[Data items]
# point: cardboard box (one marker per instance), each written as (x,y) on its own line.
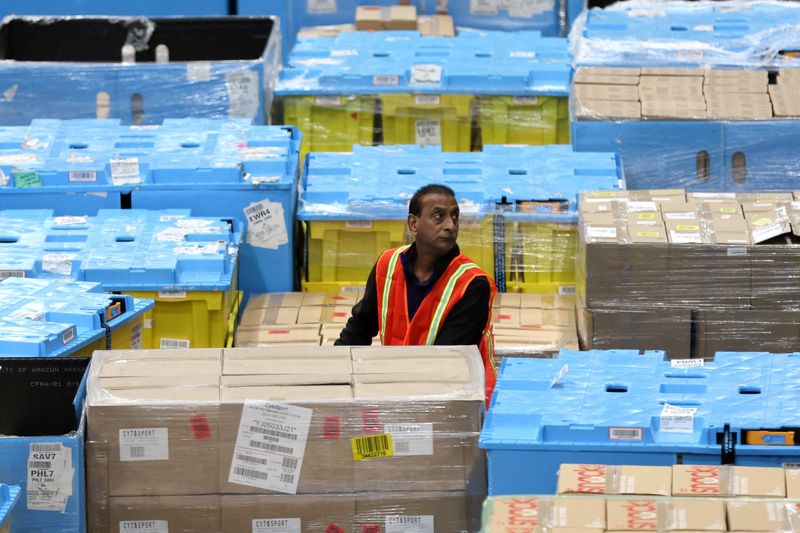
(713,480)
(675,514)
(611,479)
(436,26)
(164,513)
(762,516)
(543,513)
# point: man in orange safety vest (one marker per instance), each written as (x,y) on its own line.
(428,292)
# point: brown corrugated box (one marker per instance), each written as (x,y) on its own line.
(676,514)
(603,479)
(713,480)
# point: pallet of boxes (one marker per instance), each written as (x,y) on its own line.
(303,438)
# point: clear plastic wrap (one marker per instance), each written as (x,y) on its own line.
(690,273)
(398,87)
(518,209)
(721,129)
(671,33)
(137,69)
(231,431)
(596,514)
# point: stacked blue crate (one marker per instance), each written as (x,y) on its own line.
(9,494)
(72,68)
(619,407)
(217,168)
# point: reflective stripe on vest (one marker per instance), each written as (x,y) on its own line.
(387,285)
(445,300)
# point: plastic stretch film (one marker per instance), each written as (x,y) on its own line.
(518,208)
(310,435)
(734,33)
(137,69)
(690,273)
(398,87)
(720,129)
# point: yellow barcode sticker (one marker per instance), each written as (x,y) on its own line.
(372,447)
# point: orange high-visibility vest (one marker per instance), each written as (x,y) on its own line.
(397,330)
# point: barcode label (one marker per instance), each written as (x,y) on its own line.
(171,344)
(270,447)
(274,433)
(144,444)
(390,79)
(372,447)
(625,433)
(278,461)
(254,474)
(250,459)
(37,447)
(83,176)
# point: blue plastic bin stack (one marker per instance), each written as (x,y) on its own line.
(73,67)
(219,168)
(621,407)
(187,264)
(9,494)
(518,206)
(50,318)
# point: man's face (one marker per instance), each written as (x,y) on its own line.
(436,228)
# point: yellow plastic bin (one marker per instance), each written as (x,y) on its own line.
(345,251)
(423,119)
(330,123)
(540,257)
(523,119)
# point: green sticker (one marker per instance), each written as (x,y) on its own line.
(26,178)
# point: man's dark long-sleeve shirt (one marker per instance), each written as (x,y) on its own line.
(463,325)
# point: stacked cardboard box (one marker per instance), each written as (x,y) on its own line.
(683,94)
(305,438)
(692,273)
(600,498)
(533,325)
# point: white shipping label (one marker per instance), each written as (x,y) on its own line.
(409,524)
(174,344)
(50,476)
(270,446)
(677,419)
(767,232)
(687,363)
(680,237)
(69,221)
(60,264)
(83,176)
(426,74)
(266,227)
(411,439)
(125,170)
(144,526)
(321,6)
(276,525)
(198,71)
(428,132)
(559,375)
(242,86)
(144,444)
(136,336)
(597,232)
(483,7)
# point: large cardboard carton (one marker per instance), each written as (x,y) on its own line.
(611,479)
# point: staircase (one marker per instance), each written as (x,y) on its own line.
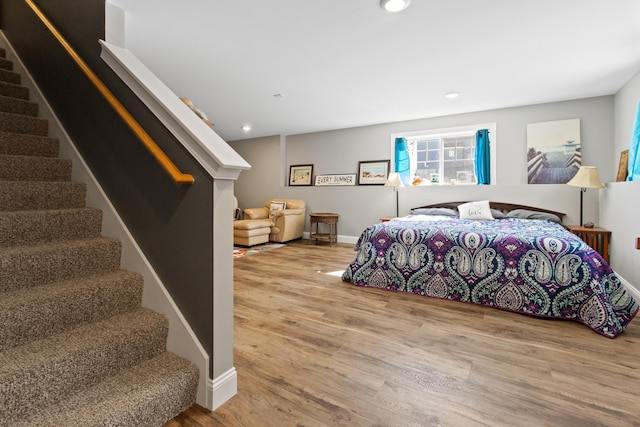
(76,346)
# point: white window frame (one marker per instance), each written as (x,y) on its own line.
(444,132)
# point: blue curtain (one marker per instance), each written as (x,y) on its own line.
(633,173)
(403,163)
(483,157)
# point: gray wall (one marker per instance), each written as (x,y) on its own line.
(620,201)
(338,151)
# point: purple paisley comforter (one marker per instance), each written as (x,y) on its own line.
(528,266)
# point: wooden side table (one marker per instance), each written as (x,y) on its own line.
(331,219)
(597,238)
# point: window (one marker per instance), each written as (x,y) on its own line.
(445,156)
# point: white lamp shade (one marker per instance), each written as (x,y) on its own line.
(586,177)
(394,180)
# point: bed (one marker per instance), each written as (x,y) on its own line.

**TASK TO CARRY OUT**
Each record above should come back exactly the same, only without its pictures.

**OUTPUT FOR THIS EXERCISE**
# point: cardboard box (one marker per instance), each written as (x,y) on its own line.
(713,480)
(675,514)
(611,479)
(436,26)
(164,513)
(762,516)
(543,513)
# point: man in orange safety vest (one marker per instance), each written as (x,y) on its own line.
(428,292)
# point: brown corrugated box (one marker per instance), each written as (x,y) on its own line.
(676,514)
(603,479)
(713,480)
# point: pallet of boxes (one marker per instance), each written as (x,y) on its own line.
(303,438)
# point: clear plastic wrap (one marker per instance), each written as (x,y) on its own line.
(690,273)
(398,87)
(518,209)
(721,129)
(671,33)
(137,69)
(231,431)
(596,514)
# point: stacked blue crate (one marker per instance), each written as (x,y) on its own line.
(9,494)
(72,68)
(619,407)
(217,168)
# point: reflective stripe on vest (one marker per instance), each written as (x,y) on its own line.
(387,285)
(445,300)
# point: plastic stretch film (one marker per instance), each written as (x,y) on its own line.
(518,208)
(310,435)
(734,33)
(137,69)
(690,273)
(398,87)
(720,129)
# point: yellow barcode sticker (one marker per instance), each written as (x,y) on its own line.
(372,447)
# point: orange high-visibility vest (one marker per instance), each written as (x,y) on its own line.
(397,330)
# point: barcode label (one marker per instance), each written as (x,y) on its own line.
(171,344)
(270,447)
(274,433)
(144,444)
(390,79)
(372,447)
(625,433)
(278,461)
(254,474)
(250,459)
(37,447)
(83,176)
# point: blue plastic bin stack (one marker per instance), each written as (x,y) on its own line.
(73,67)
(219,168)
(621,407)
(187,264)
(9,494)
(518,206)
(50,318)
# point: man's face (one marker per instance), each written as (x,y) on its own line.
(436,228)
# point: yellow plastic bin (one marker per instance), each written as (x,y) on its own line.
(345,251)
(423,119)
(330,123)
(540,257)
(523,119)
# point: green sticker (one marker per instance), each written as (x,y) on its own line.
(26,178)
# point: man's dark long-sleeve shirt (one marker per instance), each written as (x,y) on its own line.
(463,325)
# point: stacked cardboard box (one marker per instance), each written as (x,y) on its own line.
(683,94)
(305,438)
(692,273)
(600,498)
(533,325)
# point: white shipping label (one marker per instance), each written as (x,y) on its own line.
(409,524)
(174,344)
(50,476)
(270,446)
(677,419)
(767,232)
(687,363)
(680,237)
(69,221)
(60,264)
(83,176)
(426,74)
(266,227)
(411,439)
(125,170)
(144,526)
(321,6)
(276,525)
(198,71)
(428,132)
(559,375)
(242,86)
(144,444)
(136,336)
(597,232)
(483,7)
# point: large cardboard carton (one marker per instance), each written as (x,y) on its own line.
(611,479)
# point: staircase (one marker per instance), each written as (x,y) on its own line.
(76,346)
# point: white window frame (one marker per instance), each written as (x,y) on its own line.
(444,132)
# point: blue curtain (one marker per instance), each written as (x,y) on its own line.
(633,173)
(403,163)
(483,157)
# point: gray wall (one marker per instance), each written as (x,y) on its own line.
(620,201)
(338,151)
# point: purple paisley comforter (one marker per instance), each written as (x,y) on its own line.
(528,266)
# point: wooden side table (one marker per instance), each written as (x,y) on its own line.
(331,219)
(597,238)
# point: window (one marker per instance), each written as (x,y) on its own line.
(445,156)
# point: white lamp shade (one marker per instance), each written as (x,y) on its own line.
(586,177)
(394,180)
# point: bed (one marker per instance), each written as (x,y) on its own line.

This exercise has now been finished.